Passage shown Block Start

On the stroke of midnight, 3rd of October, 1990, 41 years of Germany’s division in East and West ended in fireworks and tumultuous exclamations of joy amongst the tens of thousands of Berliners gathered in front of the country’s iconic old Parliament building, the Reichstag, while church bells rang out all over the city. Reunification, invoked for decades in so many political speeches, had come at last.
In hindsight, German Unity appears as the inevitable consequence of the fall of the Berlin Wall on 9 November 1989, this watershed moment in Europe’s postwar history which had caught everybody completely off guard. At the time, however, there were anxious moments of uncertainty when the country’s fate seemed to hang in the balance. Not all of our neighbors welcomed the prospect of a reunified Germany as the most populous country and strongest economy in the heart of Europe.
In the end, it all went very fast. After the communist regime threw in the towel, East Germany saw its first free elections in February 1990, and formed an economic and currency union with West Germany three months later. Having obtained the blessings of the former Allied powers in the so-called “2plus4” talks, the nation was free to reunite on 3rd October.

Passage shown Block End
Material supplied Block Start

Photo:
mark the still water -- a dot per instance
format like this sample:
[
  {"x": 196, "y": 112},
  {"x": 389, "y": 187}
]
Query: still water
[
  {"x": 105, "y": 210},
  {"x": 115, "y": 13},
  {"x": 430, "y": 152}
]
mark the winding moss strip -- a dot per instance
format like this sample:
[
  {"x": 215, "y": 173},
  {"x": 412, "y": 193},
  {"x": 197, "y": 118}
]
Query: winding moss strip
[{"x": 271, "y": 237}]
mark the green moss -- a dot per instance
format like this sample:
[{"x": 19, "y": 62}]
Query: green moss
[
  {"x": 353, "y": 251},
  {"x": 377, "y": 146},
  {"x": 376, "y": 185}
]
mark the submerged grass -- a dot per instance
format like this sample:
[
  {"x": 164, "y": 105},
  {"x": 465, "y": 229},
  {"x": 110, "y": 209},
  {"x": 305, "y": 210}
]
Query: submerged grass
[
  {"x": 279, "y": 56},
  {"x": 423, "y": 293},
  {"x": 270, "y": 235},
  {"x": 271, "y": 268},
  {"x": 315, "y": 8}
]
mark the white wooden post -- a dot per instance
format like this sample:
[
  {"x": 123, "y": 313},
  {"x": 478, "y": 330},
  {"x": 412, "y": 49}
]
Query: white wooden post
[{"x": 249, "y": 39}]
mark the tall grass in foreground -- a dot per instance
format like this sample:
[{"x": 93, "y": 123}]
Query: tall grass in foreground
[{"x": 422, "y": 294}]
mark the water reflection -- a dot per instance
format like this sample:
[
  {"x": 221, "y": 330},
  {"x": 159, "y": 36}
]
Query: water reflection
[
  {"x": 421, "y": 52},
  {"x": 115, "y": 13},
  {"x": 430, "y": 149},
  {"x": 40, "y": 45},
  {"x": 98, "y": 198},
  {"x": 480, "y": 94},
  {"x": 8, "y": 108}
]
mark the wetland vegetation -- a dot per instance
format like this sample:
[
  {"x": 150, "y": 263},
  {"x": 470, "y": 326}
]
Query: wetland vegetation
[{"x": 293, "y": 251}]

Material supplied Block End

How to complete this task:
From the passage on German reunification, list each distinct date or month the text names, with the event it ties to each one.

Expected answer:
- 3 October 1990: at midnight, Germany's 41-year division into East and West ended and the nation reunited.
- 9 November 1989: the Berlin Wall fell.
- February 1990: East Germany held its first free elections.